(Point annotation records)
>> begin
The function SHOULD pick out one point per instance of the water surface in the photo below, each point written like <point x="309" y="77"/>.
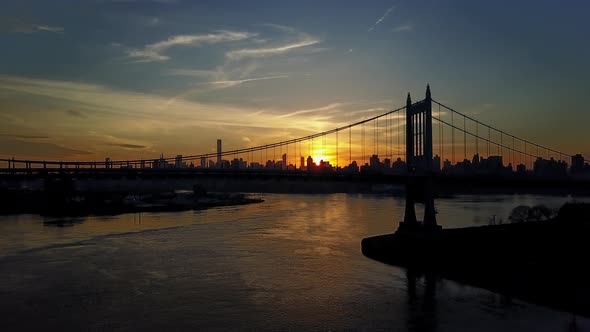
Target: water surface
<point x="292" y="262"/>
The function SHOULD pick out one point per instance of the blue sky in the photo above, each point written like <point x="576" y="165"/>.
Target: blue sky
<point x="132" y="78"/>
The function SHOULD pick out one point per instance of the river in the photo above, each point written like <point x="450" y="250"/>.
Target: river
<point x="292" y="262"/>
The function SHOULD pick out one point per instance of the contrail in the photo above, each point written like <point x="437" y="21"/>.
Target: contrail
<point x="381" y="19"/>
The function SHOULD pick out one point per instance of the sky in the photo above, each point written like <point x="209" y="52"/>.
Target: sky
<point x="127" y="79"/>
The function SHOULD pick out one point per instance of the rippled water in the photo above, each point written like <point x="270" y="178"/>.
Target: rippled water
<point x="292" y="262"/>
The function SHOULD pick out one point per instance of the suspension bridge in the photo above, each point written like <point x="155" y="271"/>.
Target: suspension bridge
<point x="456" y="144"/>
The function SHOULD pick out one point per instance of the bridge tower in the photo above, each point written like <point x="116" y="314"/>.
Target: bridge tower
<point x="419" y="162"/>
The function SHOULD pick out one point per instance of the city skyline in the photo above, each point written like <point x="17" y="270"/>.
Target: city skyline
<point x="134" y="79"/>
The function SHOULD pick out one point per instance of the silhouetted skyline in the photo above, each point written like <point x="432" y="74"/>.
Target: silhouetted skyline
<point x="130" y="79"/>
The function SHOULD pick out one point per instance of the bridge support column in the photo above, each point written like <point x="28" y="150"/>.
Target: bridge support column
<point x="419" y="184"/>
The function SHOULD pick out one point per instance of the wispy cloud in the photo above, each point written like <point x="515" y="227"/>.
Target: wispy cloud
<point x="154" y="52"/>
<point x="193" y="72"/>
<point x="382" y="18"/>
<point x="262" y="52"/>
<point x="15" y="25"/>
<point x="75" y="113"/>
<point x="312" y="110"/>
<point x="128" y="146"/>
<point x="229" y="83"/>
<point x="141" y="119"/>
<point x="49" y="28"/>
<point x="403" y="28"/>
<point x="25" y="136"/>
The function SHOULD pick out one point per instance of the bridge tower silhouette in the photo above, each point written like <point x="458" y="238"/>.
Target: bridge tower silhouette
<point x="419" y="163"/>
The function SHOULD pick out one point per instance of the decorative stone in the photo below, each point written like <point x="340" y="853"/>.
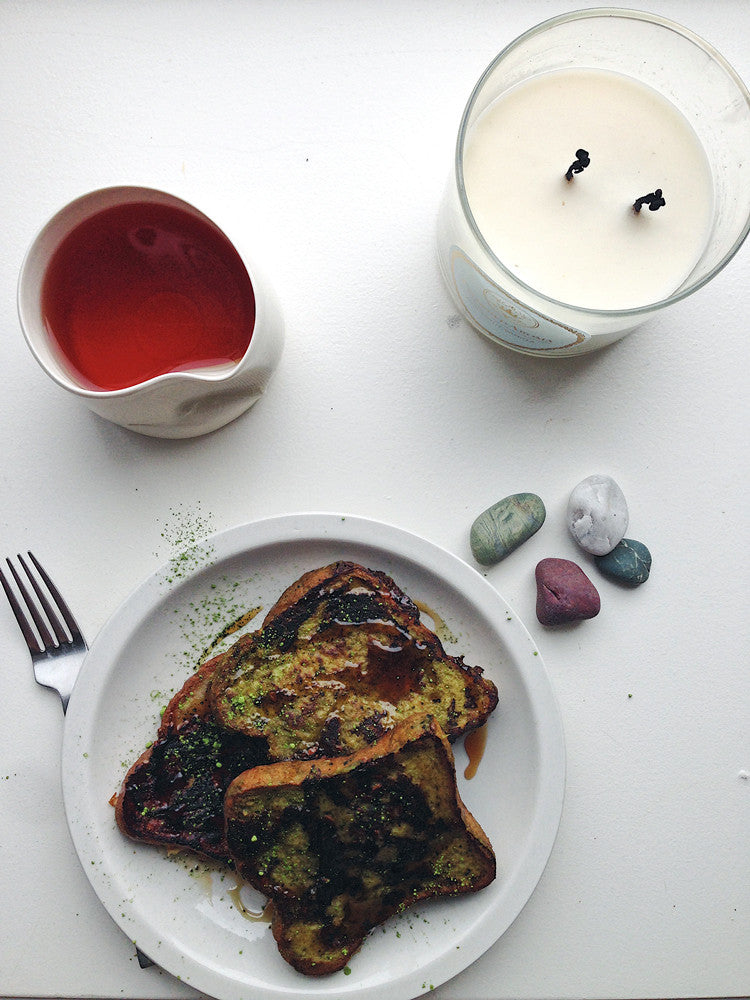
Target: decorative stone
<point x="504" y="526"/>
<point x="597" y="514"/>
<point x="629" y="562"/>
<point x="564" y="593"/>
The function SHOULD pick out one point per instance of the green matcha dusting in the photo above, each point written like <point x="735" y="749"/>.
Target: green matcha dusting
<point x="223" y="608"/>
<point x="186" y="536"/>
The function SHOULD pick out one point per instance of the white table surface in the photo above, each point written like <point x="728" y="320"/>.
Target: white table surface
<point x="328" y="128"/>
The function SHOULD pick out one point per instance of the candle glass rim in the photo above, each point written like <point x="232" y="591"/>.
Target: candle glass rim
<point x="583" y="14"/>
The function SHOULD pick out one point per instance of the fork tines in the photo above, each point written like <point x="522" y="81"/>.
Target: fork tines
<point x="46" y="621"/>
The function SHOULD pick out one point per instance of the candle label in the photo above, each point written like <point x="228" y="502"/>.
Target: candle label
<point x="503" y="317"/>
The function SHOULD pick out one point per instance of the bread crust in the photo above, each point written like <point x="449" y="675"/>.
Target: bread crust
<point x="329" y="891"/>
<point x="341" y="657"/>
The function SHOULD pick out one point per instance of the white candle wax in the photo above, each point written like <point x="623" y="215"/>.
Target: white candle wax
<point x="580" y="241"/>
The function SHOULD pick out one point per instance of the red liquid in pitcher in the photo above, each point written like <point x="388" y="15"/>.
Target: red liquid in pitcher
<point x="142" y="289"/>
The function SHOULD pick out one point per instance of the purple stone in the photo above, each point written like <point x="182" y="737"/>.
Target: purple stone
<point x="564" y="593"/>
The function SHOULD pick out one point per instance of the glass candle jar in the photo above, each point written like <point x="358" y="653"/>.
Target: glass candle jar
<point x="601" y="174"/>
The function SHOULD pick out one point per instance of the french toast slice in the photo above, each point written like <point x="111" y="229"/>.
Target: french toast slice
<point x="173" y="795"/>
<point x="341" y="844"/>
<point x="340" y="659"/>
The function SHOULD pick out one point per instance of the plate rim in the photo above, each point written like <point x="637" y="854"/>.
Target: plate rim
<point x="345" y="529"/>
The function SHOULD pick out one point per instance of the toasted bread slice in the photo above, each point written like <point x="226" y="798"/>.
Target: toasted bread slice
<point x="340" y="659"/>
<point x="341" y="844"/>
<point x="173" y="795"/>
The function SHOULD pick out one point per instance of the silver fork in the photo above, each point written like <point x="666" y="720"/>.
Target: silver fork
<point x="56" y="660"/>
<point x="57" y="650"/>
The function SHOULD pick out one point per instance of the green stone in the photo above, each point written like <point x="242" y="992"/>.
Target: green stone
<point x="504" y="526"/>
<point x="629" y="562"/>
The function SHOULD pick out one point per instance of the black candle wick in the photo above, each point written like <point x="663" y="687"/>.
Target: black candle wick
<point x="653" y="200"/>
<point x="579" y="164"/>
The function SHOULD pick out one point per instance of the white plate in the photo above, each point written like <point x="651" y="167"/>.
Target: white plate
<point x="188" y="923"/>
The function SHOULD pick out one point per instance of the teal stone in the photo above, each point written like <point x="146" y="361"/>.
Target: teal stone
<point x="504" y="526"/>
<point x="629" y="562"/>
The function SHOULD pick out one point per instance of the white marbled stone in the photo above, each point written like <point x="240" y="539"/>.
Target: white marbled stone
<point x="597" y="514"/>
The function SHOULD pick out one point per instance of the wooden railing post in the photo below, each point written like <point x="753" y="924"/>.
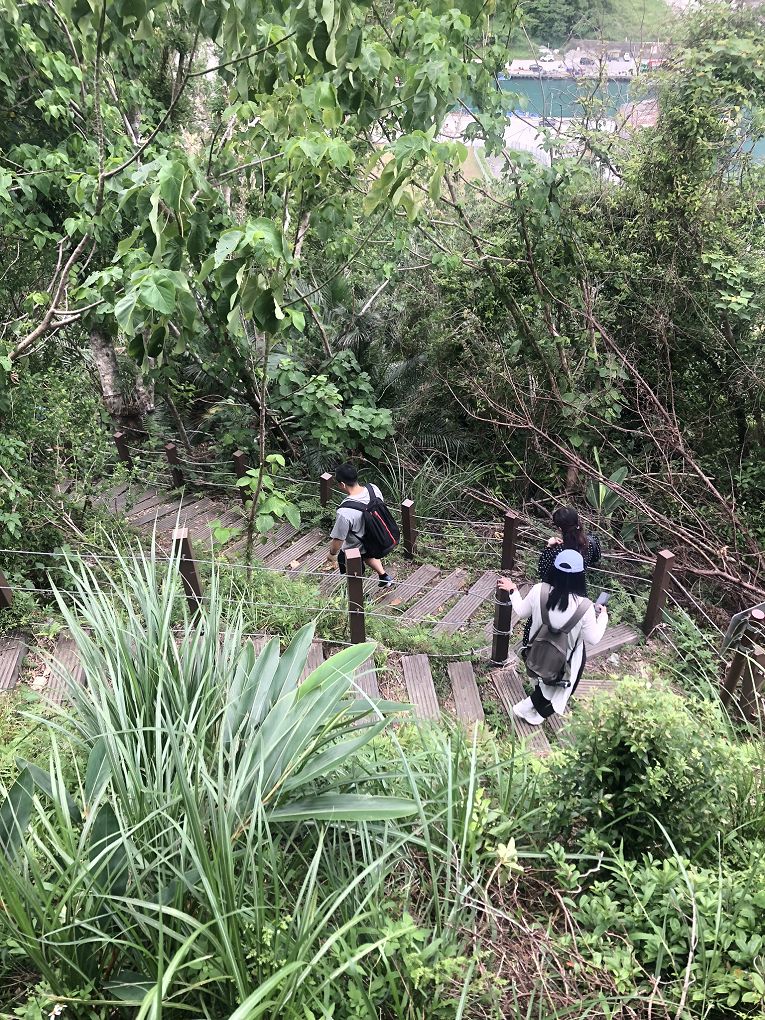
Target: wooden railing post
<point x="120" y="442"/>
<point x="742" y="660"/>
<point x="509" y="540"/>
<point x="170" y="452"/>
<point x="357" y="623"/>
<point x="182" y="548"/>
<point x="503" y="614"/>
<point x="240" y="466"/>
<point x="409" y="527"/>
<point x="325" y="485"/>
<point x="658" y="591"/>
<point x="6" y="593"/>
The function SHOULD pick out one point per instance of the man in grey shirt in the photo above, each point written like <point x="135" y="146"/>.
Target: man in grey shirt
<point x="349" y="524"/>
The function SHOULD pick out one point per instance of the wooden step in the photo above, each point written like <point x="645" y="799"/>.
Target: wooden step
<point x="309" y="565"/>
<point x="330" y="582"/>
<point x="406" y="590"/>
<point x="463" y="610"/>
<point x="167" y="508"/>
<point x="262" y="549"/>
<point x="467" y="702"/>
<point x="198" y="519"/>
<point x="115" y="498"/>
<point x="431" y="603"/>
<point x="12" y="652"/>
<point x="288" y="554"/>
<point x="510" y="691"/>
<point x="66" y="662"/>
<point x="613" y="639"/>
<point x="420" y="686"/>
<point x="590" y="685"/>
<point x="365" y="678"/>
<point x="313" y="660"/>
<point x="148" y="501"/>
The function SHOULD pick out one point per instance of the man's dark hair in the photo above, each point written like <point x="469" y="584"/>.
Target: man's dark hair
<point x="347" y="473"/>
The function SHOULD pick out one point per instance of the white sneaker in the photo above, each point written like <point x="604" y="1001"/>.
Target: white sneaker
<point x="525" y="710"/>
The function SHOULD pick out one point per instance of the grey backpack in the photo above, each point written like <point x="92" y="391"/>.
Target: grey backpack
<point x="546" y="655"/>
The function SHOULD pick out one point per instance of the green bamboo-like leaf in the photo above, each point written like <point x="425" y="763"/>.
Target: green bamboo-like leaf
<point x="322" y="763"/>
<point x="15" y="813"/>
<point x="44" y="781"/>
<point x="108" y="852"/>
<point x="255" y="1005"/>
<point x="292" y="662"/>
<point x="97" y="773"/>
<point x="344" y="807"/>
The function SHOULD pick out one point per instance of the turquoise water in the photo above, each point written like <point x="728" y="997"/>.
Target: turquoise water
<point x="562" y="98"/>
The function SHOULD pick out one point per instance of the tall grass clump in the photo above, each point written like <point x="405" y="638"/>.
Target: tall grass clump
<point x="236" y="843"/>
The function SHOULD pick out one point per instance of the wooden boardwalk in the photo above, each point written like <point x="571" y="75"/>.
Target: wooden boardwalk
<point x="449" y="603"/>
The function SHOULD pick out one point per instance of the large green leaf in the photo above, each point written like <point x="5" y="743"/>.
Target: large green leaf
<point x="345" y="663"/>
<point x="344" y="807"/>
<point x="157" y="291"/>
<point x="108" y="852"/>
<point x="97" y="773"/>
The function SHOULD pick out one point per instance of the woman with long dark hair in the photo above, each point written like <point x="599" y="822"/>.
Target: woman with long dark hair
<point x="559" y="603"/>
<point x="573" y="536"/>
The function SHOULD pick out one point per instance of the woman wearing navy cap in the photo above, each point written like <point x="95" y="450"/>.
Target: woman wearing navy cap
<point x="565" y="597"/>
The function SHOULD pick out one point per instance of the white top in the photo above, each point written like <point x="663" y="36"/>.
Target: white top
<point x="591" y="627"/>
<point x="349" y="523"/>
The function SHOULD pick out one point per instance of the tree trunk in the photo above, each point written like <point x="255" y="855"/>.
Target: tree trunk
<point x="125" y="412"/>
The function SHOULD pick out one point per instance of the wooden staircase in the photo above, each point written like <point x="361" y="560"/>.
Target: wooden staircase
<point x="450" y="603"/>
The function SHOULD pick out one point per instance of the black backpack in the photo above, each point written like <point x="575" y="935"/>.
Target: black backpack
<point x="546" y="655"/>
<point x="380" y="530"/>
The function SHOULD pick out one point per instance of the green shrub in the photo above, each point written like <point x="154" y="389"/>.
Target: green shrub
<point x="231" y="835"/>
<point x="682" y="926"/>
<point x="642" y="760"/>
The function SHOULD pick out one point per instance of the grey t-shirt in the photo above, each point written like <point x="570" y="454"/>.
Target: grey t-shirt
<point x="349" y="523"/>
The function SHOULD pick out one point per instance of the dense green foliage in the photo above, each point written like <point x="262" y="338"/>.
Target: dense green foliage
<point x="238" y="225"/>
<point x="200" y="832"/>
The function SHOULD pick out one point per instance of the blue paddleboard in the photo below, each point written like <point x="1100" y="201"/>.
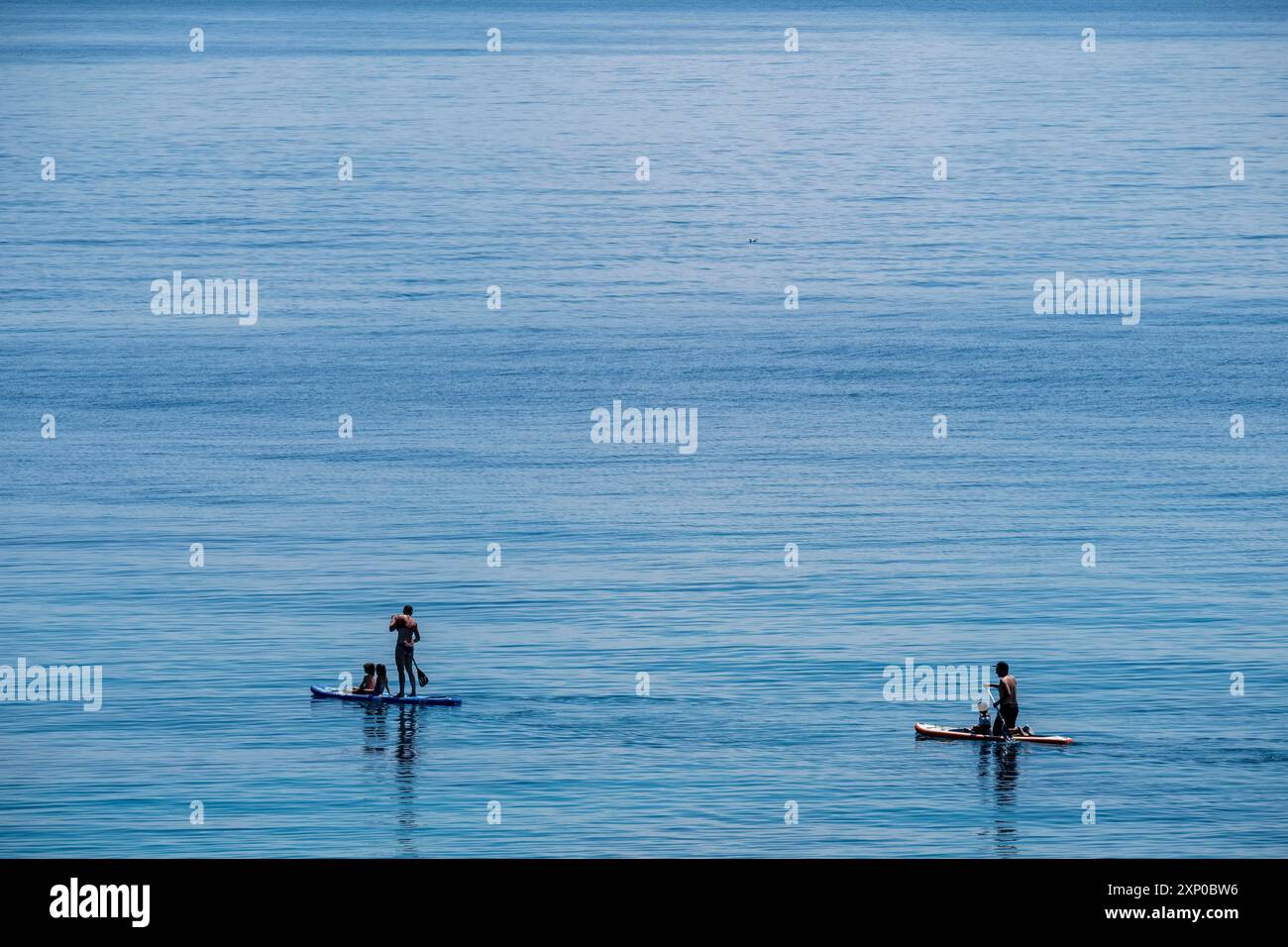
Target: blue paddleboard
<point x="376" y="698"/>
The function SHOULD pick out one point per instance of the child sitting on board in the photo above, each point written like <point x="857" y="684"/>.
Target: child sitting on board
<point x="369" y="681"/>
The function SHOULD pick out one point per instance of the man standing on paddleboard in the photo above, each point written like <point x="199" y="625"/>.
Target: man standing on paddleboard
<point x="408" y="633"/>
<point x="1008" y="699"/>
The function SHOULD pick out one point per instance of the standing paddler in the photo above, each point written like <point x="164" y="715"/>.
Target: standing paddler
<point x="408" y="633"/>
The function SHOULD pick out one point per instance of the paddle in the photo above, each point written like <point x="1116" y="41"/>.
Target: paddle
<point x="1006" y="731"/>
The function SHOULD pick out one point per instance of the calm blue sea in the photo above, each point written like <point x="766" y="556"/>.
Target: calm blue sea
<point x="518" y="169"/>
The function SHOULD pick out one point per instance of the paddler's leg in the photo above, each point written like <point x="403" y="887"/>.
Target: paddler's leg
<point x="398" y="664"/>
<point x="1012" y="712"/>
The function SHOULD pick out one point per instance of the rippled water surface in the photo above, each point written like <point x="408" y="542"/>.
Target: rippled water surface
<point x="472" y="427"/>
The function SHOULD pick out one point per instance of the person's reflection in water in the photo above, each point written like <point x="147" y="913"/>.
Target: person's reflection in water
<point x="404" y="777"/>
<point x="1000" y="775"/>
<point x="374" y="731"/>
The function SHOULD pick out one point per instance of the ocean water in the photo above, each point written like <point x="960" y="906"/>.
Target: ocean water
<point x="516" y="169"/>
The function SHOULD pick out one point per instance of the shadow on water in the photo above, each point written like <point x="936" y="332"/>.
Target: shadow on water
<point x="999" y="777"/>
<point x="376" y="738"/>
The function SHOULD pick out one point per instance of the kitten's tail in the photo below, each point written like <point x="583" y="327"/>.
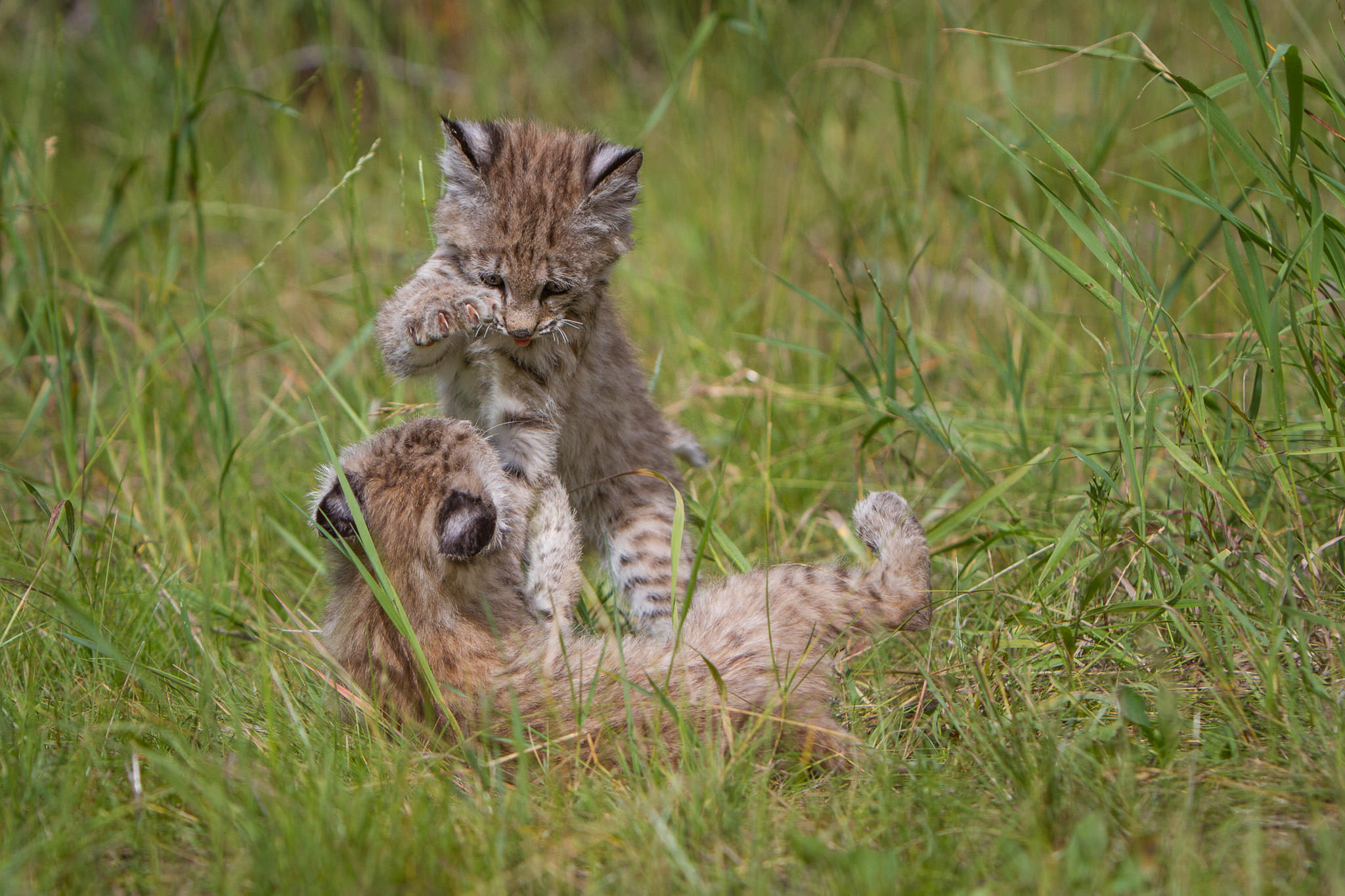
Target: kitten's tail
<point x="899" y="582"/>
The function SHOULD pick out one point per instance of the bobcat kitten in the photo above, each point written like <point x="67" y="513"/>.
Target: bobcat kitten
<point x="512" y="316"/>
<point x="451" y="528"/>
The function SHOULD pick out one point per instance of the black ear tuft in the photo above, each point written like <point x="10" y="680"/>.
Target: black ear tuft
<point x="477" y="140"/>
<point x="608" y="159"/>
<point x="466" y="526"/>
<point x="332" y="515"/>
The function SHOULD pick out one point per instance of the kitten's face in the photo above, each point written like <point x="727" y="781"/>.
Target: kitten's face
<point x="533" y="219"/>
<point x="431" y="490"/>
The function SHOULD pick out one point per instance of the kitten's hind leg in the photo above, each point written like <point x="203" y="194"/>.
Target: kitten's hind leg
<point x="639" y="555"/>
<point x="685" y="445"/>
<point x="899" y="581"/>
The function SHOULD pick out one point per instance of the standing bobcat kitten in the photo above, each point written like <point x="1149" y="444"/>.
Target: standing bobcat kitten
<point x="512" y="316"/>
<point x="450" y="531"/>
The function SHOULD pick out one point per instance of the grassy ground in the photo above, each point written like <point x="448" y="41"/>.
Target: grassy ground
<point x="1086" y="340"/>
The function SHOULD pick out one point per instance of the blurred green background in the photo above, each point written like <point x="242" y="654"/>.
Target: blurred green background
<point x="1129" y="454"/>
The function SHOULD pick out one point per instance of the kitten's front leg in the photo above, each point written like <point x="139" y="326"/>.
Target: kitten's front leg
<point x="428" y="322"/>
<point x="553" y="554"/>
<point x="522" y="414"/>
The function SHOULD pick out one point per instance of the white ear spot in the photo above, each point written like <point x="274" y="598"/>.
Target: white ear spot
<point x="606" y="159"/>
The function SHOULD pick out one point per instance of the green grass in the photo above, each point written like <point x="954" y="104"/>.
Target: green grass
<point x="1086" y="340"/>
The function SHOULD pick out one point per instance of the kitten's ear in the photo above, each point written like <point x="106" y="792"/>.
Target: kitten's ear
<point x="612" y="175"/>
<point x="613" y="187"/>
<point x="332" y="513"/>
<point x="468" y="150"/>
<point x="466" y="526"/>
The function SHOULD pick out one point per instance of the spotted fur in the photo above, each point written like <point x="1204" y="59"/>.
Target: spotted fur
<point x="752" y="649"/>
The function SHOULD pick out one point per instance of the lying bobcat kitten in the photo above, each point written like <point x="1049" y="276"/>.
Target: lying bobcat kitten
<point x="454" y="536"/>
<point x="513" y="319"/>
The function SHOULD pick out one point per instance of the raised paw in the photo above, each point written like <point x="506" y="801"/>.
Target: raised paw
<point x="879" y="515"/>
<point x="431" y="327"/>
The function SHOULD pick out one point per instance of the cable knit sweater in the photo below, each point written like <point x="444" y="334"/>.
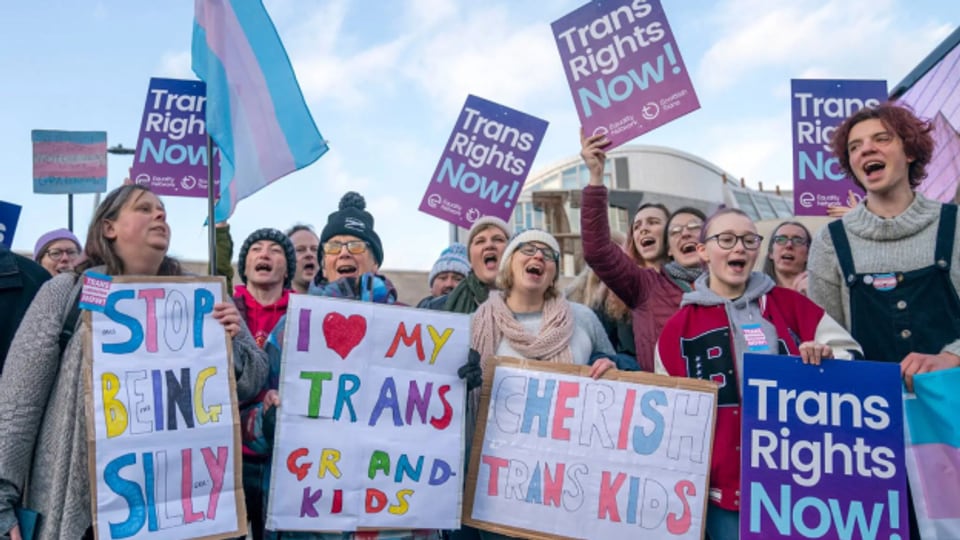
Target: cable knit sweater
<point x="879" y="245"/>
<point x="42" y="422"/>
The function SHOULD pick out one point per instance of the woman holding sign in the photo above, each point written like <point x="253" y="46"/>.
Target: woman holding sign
>> end
_Job_
Repeat the lines from the line containing "of the spotted" through the end of the material above exactly, with no pictures and nothing else.

_Expected answer_
The function SHOULD pick out one point per instance of the spotted fur in the photo above, each point written like <point x="1204" y="59"/>.
Target: spotted fur
<point x="752" y="649"/>
The function SHOULD pick out one point per instance of the lying bobcat kitten in the photo above, each point written like <point x="1049" y="276"/>.
Target: lying bobcat kitten
<point x="454" y="536"/>
<point x="513" y="319"/>
The function SHOULD pick out one point per instance of the raised paw in the photo above, each point written like <point x="506" y="801"/>.
Target: raised paw
<point x="879" y="515"/>
<point x="431" y="327"/>
The function SHOULD pick out one point per instance of the cable knit sweater in the photo below, each point written like <point x="444" y="334"/>.
Target: cable knit sweater
<point x="879" y="245"/>
<point x="42" y="422"/>
The function SHOULD pick out one point per instance of the woman holding sign in the photo above, each point written like <point x="253" y="46"/>.
Target: woman holding sign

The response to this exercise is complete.